Os habitantes de várias cidades da Síria e do Iraque têm que conviver, nos últimos dias, com uma notícia nenhum pouco encorajadora. As bandeiras negras penduradas nos prédios das cidades de Raqqa e Mosul dizem muito: agora, quem era sírio ou iraquiano pertence ao recém-proclamado “Estado Islâmico".
As milícias do ISIS – sigla em inglês para “Estado Islâmico do Iraque e do Levante" –, agora chamado simplesmente de Estado Islâmico, desfilam nas ruas ostentando tanques de guerra e armamentos pesados, exibindo cabeças decapitadas em praça pública, gritando o nome de Alá e prometendo erguer a bandeira do mais novo califado islâmico até na Casa Branca.
O recado de um prisioneiro do novo Estado é claro: “Quem não crê em Alá será punido, com certeza". Homens denominados hisbah saem às ruas para inspecionar a população e forçar a prática da sharia, vigiando os estabelecimentos comerciais e até mesmo o vestuário das pessoas. As punições para a venda de álcool ou o uso de drogas vão desde o açoitamento até a pena capital. Para os “infiéis", soma-se à morte cruel a vexação pública: vários cristãos já foram crucificados e tiveram seus corpos expostos nas praças, simplesmente por não aceitarem converter-se ao islã.
Em Mosul, a segunda maior cidade do Iraque, hoje tomada pelos radicais jihadistas, a fé dos cristãos foi praticamente empurrada para as catacumbas. Os sinos das igrejas foram silenciados, as mulheres foram forçadas a usar a burca, através de armas, e dezenas de milhares fugiram para não ter que renunciar a Cristo. Nos muros das casas dos cristãos, os radicais picham uma letra do alfabeto árabe, equivalente ao nosso “n", em referência a Jesus, o Nazareno. Aos proprietários dessas casas três opções são oferecidas: converter-se ao islamismo, pagar um imposto religioso ou morrer pelo fio da espada. Uma agência local de notícias reportou que um cristão pobre, não podendo arcar com o dito imposto, teve sua mulher e filha estupradas por soldados do ISIS. O homem cometeu suicídio depois do acontecido.

- _LINHAS DE DADOS_:
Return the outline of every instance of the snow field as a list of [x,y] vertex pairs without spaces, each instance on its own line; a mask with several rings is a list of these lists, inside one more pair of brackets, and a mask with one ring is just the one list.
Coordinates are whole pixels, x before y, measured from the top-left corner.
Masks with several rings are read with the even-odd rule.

- _TAREFA A REALIZAR_: Transcreva, sem alterar nada, a passagem do trecho sobre o Estado Islâmico que vai de "Os habitantes de" a "na Casa Branca.".

- _RESPOSTA À TAREFA_:
Os habitantes de várias cidades da Síria e do Iraque têm que conviver, nos últimos dias, com uma notícia nenhum pouco encorajadora. As bandeiras negras penduradas nos prédios das cidades de Raqqa e Mosul dizem muito: agora, quem era sírio ou iraquiano pertence ao recém-proclamado “Estado Islâmico".
As milícias do ISIS – sigla em inglês para “Estado Islâmico do Iraque e do Levante" –, agora chamado simplesmente de Estado Islâmico, desfilam nas ruas ostentando tanques de guerra e armamentos pesados, exibindo cabeças decapitadas em praça pública, gritando o nome de Alá e prometendo erguer a bandeira do mais novo califado islâmico até na Casa Branca.